* [EXERCISE DIRECTIONS]
When you spot the word "instance" in a line of the data below, copy that line.

Saved entries:
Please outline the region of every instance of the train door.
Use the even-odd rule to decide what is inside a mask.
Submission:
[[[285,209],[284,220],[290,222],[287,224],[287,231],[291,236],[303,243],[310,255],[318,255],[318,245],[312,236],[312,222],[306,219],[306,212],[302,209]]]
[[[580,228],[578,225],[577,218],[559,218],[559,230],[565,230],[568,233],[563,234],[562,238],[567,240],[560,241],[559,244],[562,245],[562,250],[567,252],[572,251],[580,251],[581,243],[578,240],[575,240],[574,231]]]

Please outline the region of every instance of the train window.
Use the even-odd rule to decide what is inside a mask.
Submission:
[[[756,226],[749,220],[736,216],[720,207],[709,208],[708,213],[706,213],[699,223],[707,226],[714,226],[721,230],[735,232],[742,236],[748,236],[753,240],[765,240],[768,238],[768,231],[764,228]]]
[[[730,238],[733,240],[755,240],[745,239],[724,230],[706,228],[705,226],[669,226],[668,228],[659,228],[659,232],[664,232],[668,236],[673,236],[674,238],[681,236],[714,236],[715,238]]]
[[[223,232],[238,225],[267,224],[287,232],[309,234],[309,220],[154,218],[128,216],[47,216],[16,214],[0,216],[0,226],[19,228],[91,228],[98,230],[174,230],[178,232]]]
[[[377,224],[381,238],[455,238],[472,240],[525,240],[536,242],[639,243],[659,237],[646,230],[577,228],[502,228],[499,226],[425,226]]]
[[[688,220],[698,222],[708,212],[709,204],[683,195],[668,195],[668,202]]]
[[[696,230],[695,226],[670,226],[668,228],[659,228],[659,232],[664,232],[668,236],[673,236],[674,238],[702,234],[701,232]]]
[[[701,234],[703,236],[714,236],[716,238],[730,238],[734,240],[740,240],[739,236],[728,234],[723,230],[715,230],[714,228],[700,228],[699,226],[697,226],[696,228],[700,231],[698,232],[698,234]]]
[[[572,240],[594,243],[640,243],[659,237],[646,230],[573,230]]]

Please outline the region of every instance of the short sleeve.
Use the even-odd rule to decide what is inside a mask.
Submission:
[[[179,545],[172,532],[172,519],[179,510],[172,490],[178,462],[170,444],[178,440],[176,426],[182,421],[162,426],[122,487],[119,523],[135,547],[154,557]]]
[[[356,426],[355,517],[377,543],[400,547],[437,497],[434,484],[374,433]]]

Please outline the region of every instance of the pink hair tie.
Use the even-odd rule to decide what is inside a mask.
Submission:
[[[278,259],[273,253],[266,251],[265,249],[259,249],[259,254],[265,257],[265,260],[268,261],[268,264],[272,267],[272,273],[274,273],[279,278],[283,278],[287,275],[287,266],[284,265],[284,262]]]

* [ANSWER BELOW]
Please outline the region of every instance of the train door.
Please outline the region of every instance of the train window.
Please outline the region of every instance of the short sleeve.
Please outline the region of every instance of the pink hair tie.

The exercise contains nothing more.